* Begin Excerpt to read *
Fig. 17 is provided as an example. Other examples may differ from what is described in connection with Fig. 17.

Fig. 18 is a diagram illustrating an example 1800 of an implementation of code and circuitry for an apparatus 1805, in accordance with the present disclosure. The apparatus 1805 may be a UE, or a UE may include the apparatus 1805.

As shown in Fig. 18, the apparatus 1805 may include circuitry for receiving information to update a machine learning model associated with a training iteration of the machine learning model (circuitry 1820) . For example, the circuitry 1820 may enable the apparatus 1805 to receive information to update a machine learning model associated with a training iteration of the machine learning model.

As shown in Fig. 18, the apparatus 1805 may include, stored in computer-readable medium 1725, code for receiving information to update a machine learning model associated with a training iteration of the machine learning model (code 1825) . For example, the code 1825, when executed by processor 1720, may cause processor 1720 to cause transceiver 1730 to receive information to update a machine learning model associated with a training iteration of the machine learning model.

As shown in Fig. 18, the apparatus 1805 may include circuitry for transmitting a local loss value based at least in part on the training iteration of the machine learning model within a time window to report the local loss value for the training iteration, the time window having an ending (circuitry 1830) . For example, the circuitry 1830 may enable the apparatus 1805 to transmit a local loss value based at least in part on the training iteration of the machine learning model within a time window to report the local loss value for the training iteration, the time window having an ending.

As shown in Fig. 18, the apparatus 1805 may include, stored in computer-readable medium 1725, code for transmitting a local loss value based at least in part on the training iteration of the machine learning model within a time window to report the local loss value for the training iteration, the time window having an ending (code 1835) . For example, the code 1835, when executed by processor 1720, may cause processor 1720 to cause transceiver 1730 to transmit a local loss value based at least in part on the training iteration of the machine learning model within a time window to report the local loss value for the training iteration, the time window having an ending.

As shown in Fig. 18, the apparatus 1805 may include circuitry for transmitting a local loss value based at least in part on the training iteration of the machine learning model and information indicating a batch size of data to be used for one or more training iterations of the machine learning model (circuitry 1840) . For example, the circuitry 1840 may enable the apparatus 1805 to transmit a local loss value based at least in part on the training iteration of the machine learning model and information indicating a batch size of data to be used for one or more training iterations of the machine learning model.
* End Excerpt to read *
* Begin Entries *
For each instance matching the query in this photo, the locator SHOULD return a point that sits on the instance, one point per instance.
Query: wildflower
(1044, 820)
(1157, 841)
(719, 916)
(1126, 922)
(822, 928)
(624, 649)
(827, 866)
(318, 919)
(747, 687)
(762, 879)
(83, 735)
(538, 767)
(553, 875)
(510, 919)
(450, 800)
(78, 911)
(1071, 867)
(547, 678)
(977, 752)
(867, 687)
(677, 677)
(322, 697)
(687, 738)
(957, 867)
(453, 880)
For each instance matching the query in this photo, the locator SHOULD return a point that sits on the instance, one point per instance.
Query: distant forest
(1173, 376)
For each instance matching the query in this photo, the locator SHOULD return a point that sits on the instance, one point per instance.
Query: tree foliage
* End Entries *
§ **To-do list**:
- 1) Reproduce the Fig. 18 excerpt between "Fig. 17 is provided" and "the apparatus 1805.", inclusive.
- 2) Answer these from the Fig. 18 excerpt:
(a) What may the apparatus 1805 be?
(b) In which computer-readable medium is code 1825 stored?
(c) Along with a local loss value, what does circuitry 1840 enable the apparatus to transmit?
The records play no part in this work.

§ **The solutions**:
- 1)
Fig. 17 is provided as an example. Other examples may differ from what is described in connection with Fig. 17.

Fig. 18 is a diagram illustrating an example 1800 of an implementation of code and circuitry for an apparatus 1805, in accordance with the present disclosure. The apparatus 1805 may be a UE, or a UE may include the apparatus 1805.

- 2)
(a) A UE, or a UE may include the apparatus 1805.
(b) Computer-readable medium 1725.
(c) Information indicating a batch size of data to be used for one or more training iterations of the machine learning model.